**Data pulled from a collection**
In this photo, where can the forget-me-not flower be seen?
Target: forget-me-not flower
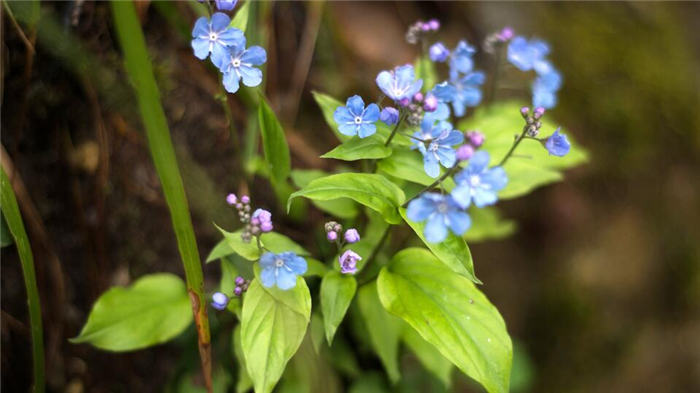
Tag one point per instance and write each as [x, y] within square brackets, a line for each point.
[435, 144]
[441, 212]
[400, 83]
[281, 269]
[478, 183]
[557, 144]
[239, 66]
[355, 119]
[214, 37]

---

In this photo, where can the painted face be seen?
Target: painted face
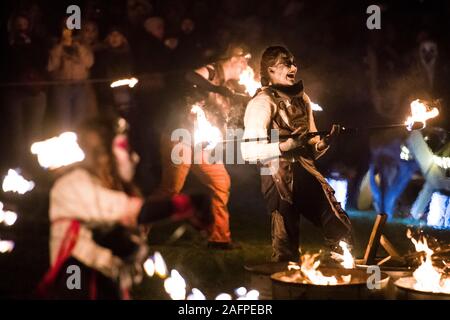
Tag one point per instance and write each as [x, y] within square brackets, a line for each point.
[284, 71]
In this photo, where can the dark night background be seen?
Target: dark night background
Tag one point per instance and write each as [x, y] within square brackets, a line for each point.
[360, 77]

**SHORT EXERCISE**
Gather every line in the records above that contains the word "Target" and list those lines.

**ANSWER TO THE EXERCISE**
Target: forget-me-not flower
Target: painted face
Target: dark night background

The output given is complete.